#### What the exercise asks
Format everything from the line containing "Q: Outline the wooden" down to the end of the rows as a numbered list, omitting any blank lines.

#### Task data
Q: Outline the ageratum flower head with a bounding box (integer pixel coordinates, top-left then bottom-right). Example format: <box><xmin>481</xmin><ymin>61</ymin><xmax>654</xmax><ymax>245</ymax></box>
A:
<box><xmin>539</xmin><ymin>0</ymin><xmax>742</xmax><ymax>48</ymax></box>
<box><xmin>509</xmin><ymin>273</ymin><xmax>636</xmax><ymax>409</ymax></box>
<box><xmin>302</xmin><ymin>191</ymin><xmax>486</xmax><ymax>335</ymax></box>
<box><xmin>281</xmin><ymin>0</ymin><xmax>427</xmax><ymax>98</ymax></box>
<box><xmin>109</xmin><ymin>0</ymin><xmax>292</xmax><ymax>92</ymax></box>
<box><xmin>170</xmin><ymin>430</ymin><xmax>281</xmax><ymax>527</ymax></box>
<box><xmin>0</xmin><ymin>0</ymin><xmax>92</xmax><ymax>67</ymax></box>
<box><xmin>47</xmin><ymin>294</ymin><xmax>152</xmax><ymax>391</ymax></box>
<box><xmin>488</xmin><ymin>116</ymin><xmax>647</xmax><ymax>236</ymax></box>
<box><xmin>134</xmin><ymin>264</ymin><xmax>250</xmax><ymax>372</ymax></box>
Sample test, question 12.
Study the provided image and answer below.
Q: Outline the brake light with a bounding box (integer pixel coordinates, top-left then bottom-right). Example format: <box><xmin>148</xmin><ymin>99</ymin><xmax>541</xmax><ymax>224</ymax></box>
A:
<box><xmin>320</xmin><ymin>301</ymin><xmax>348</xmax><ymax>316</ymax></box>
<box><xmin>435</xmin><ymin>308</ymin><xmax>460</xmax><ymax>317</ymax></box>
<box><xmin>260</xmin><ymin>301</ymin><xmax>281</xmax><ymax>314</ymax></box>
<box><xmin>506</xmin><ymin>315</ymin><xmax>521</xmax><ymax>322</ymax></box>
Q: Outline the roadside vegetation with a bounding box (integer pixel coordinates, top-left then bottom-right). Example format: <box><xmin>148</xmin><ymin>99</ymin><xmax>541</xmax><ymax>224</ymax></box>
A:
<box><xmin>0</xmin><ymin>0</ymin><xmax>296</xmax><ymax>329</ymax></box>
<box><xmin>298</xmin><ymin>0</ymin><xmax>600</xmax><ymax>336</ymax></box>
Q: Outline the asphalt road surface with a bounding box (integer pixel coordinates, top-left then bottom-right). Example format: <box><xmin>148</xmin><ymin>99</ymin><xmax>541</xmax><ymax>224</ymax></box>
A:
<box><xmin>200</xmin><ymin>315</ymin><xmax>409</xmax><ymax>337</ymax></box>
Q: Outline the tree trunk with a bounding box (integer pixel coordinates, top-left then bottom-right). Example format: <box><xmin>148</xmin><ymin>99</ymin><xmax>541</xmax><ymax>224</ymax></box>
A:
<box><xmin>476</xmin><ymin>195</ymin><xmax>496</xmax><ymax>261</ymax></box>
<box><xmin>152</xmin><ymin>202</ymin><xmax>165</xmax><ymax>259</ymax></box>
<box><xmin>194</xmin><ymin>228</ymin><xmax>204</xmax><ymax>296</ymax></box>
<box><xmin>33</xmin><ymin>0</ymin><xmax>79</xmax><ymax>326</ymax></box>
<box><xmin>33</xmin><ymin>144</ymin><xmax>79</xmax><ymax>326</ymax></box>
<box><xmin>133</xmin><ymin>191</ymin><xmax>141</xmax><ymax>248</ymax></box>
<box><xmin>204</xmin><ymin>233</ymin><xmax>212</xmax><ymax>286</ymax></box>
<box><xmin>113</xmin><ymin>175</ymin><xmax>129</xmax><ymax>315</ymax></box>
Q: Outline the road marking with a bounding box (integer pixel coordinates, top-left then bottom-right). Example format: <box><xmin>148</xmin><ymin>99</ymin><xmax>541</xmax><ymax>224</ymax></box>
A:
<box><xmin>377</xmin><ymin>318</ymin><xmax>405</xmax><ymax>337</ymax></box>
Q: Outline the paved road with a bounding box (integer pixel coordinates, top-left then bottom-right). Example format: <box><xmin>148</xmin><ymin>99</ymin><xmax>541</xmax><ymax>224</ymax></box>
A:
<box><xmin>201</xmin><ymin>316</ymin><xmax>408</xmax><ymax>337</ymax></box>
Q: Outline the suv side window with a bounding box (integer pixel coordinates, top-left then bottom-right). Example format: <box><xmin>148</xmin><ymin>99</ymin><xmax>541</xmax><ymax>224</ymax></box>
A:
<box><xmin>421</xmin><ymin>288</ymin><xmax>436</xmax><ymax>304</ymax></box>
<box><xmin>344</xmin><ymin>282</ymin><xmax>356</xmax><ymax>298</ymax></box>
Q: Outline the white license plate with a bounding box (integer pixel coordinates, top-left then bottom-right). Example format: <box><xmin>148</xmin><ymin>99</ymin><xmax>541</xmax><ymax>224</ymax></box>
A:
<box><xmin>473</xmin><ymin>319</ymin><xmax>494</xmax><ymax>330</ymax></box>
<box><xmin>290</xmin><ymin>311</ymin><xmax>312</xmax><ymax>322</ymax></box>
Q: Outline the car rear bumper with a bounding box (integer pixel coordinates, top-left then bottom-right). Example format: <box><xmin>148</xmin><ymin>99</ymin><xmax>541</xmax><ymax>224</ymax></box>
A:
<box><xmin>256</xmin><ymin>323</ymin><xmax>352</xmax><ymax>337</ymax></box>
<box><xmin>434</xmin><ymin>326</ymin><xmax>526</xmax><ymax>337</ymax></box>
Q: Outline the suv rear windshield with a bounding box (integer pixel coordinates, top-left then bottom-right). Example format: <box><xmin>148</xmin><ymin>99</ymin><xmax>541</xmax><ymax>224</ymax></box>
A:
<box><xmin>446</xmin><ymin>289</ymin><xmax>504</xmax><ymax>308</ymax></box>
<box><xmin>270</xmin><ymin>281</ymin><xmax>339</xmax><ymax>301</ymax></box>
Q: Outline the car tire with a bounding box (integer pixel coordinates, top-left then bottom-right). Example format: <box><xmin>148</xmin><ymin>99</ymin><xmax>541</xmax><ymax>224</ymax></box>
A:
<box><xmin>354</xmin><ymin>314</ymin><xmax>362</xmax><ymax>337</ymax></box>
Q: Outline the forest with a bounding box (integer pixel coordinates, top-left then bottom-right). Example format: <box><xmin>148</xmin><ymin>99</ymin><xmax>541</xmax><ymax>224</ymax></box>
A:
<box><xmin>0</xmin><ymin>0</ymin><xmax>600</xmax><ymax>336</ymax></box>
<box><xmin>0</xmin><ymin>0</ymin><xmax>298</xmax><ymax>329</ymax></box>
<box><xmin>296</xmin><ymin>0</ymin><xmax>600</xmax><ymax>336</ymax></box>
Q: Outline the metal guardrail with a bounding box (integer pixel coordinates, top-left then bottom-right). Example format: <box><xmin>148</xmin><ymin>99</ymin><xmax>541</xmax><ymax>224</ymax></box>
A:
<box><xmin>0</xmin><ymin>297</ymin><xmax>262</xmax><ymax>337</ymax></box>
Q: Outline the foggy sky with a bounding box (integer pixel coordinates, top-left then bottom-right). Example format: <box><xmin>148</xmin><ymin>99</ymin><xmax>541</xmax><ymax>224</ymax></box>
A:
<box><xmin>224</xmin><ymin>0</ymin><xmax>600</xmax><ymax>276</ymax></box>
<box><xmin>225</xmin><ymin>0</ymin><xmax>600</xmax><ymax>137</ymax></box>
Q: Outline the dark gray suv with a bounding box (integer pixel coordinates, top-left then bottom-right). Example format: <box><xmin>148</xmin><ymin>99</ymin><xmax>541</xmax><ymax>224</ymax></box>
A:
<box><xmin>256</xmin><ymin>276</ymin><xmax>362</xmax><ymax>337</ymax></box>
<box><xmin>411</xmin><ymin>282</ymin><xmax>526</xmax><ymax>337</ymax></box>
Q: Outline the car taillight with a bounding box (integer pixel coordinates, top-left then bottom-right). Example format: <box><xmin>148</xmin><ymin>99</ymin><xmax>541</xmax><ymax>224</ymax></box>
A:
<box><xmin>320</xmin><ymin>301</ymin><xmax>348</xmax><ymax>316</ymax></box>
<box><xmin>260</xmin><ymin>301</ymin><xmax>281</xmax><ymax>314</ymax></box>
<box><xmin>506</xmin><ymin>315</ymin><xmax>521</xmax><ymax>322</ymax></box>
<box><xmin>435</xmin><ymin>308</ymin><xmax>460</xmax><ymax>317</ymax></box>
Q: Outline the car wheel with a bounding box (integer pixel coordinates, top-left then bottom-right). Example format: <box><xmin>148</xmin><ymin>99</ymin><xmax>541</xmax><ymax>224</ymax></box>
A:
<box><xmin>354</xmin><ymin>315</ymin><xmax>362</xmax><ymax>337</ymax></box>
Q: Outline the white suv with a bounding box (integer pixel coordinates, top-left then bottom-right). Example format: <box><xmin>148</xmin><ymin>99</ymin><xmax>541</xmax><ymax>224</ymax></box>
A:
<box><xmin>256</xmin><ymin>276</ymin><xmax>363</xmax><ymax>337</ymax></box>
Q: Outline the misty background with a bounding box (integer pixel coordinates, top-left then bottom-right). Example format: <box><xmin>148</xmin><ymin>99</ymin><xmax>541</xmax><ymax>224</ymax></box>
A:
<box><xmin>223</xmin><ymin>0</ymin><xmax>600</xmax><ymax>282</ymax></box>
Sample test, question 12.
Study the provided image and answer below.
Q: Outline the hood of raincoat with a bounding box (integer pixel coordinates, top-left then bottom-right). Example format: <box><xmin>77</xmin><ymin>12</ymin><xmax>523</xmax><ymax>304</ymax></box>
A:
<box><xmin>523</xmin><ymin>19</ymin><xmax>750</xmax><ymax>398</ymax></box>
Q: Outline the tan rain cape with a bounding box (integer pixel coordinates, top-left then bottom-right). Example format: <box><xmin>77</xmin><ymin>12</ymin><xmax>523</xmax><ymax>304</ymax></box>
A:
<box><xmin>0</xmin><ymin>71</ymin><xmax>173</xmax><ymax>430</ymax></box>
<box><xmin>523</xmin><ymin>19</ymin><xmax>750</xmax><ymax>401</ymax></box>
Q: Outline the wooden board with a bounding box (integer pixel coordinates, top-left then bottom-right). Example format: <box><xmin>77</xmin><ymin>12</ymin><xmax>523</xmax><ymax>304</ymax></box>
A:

#### Result of this task
1. Q: Outline the wooden board with a bounding box (integer pixel coordinates, top-left then bottom-right). Example format: <box><xmin>77</xmin><ymin>12</ymin><xmax>523</xmax><ymax>304</ymax></box>
2. A:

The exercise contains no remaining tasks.